> Supplied material
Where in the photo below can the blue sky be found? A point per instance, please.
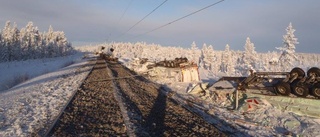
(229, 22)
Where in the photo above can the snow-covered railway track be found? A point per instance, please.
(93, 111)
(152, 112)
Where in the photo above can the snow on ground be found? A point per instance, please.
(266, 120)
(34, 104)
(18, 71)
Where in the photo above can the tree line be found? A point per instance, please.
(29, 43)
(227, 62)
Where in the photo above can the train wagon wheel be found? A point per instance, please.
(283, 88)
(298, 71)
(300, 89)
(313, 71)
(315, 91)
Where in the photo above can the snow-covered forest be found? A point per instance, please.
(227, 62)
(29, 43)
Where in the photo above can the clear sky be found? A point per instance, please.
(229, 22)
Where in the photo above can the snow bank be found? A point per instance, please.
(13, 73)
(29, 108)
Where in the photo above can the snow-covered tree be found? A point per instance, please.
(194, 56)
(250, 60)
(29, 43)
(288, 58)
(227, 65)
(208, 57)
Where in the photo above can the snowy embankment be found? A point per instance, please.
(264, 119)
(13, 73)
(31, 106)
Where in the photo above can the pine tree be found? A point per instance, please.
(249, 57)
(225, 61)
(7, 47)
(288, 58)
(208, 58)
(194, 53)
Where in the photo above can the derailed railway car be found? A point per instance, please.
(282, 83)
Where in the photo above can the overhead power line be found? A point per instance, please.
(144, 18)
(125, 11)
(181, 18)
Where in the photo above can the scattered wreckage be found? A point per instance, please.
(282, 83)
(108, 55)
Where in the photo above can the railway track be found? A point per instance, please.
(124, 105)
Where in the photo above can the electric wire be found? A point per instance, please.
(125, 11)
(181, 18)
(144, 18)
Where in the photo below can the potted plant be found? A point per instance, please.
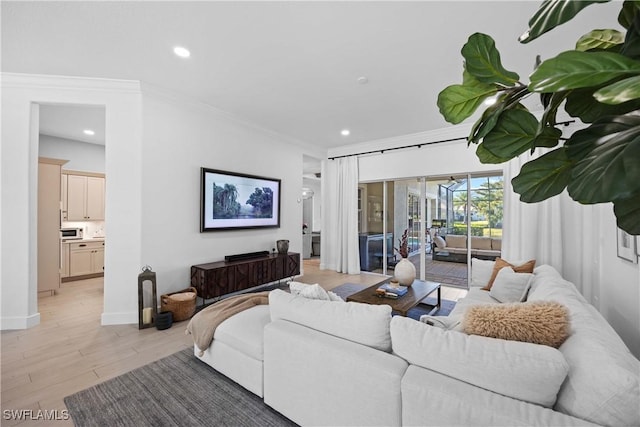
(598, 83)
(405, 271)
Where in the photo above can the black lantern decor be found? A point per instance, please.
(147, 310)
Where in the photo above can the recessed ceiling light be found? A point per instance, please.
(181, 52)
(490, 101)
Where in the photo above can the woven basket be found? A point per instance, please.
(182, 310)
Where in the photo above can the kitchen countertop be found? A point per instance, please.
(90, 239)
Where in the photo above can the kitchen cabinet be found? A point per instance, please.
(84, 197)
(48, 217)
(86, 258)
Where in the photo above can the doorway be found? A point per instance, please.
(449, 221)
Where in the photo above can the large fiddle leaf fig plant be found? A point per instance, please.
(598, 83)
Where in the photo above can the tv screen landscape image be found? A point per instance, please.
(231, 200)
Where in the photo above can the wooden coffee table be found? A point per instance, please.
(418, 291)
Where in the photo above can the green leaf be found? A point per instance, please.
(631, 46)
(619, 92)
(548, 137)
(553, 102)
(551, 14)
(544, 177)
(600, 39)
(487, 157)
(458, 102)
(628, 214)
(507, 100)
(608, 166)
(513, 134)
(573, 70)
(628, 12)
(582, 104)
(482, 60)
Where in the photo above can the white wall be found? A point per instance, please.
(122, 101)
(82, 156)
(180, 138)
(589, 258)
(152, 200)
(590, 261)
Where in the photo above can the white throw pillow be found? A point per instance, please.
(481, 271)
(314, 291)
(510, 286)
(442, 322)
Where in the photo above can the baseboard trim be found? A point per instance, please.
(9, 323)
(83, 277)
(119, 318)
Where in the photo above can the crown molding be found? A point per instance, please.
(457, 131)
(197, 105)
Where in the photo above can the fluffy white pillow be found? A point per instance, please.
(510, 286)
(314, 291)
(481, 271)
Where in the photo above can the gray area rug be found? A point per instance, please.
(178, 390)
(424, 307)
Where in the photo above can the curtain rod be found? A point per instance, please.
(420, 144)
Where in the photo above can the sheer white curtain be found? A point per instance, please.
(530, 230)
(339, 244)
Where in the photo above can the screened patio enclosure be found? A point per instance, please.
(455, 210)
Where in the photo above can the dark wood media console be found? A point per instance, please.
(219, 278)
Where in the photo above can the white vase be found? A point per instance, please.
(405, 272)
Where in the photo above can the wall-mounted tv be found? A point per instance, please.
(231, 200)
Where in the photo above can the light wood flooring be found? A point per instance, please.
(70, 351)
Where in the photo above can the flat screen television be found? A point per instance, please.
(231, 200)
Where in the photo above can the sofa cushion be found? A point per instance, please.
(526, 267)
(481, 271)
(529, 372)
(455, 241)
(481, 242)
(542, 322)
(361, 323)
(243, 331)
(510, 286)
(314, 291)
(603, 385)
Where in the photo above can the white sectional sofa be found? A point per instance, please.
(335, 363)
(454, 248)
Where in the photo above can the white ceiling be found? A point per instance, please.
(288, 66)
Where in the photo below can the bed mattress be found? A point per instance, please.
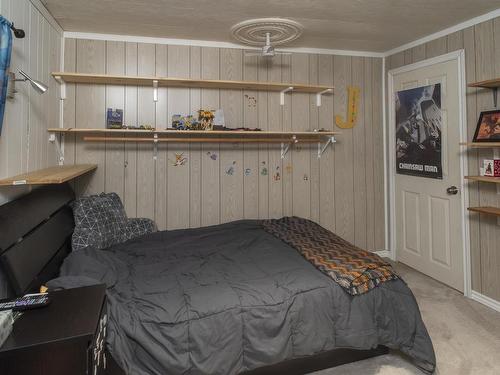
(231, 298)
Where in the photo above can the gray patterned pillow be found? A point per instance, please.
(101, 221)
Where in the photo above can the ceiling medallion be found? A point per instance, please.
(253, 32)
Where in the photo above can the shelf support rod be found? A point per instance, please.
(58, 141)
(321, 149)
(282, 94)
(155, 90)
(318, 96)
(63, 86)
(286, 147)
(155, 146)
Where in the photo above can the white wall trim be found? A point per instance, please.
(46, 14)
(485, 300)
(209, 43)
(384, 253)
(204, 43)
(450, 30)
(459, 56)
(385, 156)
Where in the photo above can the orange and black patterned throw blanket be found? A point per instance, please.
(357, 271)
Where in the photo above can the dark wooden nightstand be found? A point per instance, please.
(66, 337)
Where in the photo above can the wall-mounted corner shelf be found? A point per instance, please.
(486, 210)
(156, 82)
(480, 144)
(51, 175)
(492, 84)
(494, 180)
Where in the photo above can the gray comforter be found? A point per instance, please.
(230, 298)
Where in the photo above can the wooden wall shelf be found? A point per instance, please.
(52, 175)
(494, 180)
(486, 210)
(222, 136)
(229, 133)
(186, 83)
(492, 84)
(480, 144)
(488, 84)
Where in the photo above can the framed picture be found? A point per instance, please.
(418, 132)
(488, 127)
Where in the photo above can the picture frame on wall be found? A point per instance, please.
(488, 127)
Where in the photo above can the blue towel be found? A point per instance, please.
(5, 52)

...

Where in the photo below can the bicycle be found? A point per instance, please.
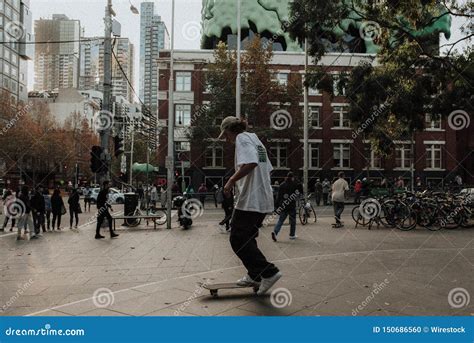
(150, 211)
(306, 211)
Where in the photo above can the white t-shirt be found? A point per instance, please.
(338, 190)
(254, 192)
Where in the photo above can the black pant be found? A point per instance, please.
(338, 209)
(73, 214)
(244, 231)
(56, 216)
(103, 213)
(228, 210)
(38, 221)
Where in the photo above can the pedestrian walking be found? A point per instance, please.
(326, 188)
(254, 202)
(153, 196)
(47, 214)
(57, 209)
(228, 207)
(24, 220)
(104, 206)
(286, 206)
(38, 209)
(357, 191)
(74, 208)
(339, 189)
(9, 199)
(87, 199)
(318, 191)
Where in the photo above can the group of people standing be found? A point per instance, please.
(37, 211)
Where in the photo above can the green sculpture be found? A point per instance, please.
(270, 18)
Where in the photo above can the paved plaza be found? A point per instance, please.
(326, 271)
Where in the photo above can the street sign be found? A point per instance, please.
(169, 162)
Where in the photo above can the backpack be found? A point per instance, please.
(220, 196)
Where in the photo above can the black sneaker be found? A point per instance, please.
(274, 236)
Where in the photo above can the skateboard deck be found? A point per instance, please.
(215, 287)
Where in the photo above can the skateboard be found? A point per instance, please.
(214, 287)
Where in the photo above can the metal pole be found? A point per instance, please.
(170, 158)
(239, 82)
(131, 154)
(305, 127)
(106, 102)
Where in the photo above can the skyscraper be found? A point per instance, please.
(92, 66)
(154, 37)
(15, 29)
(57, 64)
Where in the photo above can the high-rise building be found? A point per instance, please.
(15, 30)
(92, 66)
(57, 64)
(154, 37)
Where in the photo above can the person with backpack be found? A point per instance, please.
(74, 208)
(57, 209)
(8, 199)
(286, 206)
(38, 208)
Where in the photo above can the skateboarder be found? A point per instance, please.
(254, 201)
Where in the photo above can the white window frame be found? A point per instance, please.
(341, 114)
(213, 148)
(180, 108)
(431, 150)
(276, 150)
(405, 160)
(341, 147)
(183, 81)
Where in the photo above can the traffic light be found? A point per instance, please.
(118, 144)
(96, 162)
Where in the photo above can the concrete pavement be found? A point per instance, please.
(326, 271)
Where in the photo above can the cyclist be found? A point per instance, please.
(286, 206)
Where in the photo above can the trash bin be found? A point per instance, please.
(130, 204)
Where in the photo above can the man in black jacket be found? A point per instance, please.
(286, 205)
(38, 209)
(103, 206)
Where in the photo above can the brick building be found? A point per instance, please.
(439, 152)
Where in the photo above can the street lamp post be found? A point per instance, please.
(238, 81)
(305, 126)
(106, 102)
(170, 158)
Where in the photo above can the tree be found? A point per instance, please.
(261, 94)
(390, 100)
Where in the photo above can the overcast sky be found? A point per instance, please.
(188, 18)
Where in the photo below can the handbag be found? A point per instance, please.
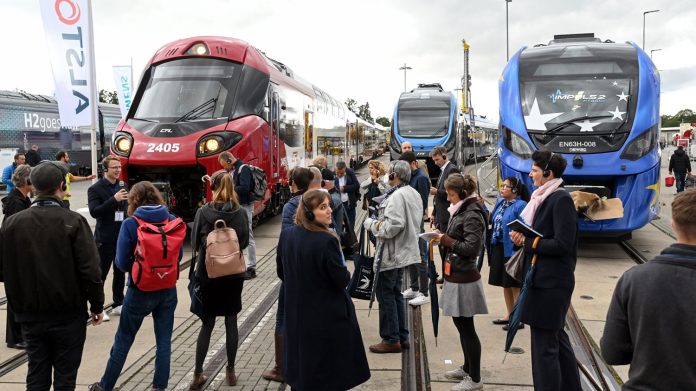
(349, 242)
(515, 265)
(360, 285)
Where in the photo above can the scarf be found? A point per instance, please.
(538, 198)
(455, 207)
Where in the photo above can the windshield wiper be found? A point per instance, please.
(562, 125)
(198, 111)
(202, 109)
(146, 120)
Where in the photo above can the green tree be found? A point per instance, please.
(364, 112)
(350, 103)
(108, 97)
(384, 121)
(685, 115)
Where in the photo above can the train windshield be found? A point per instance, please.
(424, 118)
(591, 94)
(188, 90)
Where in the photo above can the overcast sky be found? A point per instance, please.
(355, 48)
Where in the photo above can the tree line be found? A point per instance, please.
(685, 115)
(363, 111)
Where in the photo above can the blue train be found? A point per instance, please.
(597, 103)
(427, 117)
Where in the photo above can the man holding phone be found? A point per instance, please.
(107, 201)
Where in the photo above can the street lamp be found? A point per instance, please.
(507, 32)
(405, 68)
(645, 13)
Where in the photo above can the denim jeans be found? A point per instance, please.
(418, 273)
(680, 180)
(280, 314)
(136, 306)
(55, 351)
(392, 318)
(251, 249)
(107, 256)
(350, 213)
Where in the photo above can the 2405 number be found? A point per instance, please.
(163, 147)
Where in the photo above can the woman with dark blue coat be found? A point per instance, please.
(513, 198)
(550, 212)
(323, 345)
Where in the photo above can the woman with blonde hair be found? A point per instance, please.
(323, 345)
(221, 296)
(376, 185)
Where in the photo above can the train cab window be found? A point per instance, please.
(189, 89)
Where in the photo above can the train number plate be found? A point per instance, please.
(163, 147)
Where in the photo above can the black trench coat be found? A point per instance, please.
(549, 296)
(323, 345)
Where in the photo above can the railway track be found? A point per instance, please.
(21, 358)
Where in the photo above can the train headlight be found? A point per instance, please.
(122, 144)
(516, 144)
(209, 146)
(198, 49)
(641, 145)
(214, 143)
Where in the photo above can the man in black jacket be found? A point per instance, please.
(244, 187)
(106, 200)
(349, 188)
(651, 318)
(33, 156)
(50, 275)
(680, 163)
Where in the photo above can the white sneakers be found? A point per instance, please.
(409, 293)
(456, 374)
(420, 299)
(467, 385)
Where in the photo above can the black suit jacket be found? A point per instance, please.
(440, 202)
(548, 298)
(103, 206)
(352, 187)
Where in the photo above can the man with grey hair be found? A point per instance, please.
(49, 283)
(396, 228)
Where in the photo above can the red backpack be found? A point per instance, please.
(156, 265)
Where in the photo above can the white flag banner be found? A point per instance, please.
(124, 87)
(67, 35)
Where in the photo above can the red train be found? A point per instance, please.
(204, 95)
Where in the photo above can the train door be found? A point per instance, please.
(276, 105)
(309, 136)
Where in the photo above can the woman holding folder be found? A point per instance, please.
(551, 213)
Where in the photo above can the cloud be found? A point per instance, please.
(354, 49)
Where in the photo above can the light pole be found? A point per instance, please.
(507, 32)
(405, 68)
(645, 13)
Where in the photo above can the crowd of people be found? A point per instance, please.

> Given request
Return each line from the rows above that contains the word "woman", in the order the lines appear.

> The result
Where in the photo above can the woman with dark blue coat be found? A point per instance, please.
Where in the photo above can the woman with blonde hair be found? A point per instance, please.
Where in the photo above can the woman holding folder be found? A point per instance, please.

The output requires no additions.